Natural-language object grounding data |

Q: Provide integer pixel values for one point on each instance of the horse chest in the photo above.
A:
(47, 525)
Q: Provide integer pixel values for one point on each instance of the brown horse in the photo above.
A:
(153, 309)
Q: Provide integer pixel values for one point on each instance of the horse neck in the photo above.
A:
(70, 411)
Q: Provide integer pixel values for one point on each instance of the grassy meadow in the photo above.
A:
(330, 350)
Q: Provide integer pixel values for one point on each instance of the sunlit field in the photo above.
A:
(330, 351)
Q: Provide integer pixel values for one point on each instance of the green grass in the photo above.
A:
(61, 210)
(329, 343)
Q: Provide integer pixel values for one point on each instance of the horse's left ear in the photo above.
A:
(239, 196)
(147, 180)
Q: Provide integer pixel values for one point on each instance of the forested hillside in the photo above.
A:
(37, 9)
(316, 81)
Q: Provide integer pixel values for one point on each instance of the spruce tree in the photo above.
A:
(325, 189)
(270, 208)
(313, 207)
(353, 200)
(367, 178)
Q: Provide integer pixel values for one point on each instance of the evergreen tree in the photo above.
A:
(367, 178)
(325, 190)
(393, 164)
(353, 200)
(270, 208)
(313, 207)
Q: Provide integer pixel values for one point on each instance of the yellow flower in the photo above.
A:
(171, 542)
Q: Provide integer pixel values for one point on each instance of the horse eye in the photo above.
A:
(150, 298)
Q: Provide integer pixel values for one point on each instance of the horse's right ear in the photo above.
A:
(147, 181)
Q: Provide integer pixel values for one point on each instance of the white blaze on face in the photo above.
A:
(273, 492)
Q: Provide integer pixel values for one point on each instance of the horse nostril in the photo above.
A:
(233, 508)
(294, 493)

==

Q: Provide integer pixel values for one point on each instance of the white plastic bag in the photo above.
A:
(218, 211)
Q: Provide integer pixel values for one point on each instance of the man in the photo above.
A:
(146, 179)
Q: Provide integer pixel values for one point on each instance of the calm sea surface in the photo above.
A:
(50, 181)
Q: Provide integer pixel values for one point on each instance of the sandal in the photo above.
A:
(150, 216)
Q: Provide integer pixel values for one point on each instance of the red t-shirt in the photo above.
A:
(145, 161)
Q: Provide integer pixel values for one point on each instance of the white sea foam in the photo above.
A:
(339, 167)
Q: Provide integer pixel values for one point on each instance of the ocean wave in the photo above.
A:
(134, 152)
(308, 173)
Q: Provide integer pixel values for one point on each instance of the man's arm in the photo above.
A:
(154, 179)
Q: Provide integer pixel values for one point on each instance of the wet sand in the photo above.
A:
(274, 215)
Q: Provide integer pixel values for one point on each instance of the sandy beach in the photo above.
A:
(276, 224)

REQUIREMENT | Could you return the lines in the entries above that contain "tree"?

ANSWER BOX |
Q: Provide integer pixel values for one point on each instance of the spruce tree in the photo above.
Q: Provide integer pixel values for one point on each instance of the evergreen tree in the photo above.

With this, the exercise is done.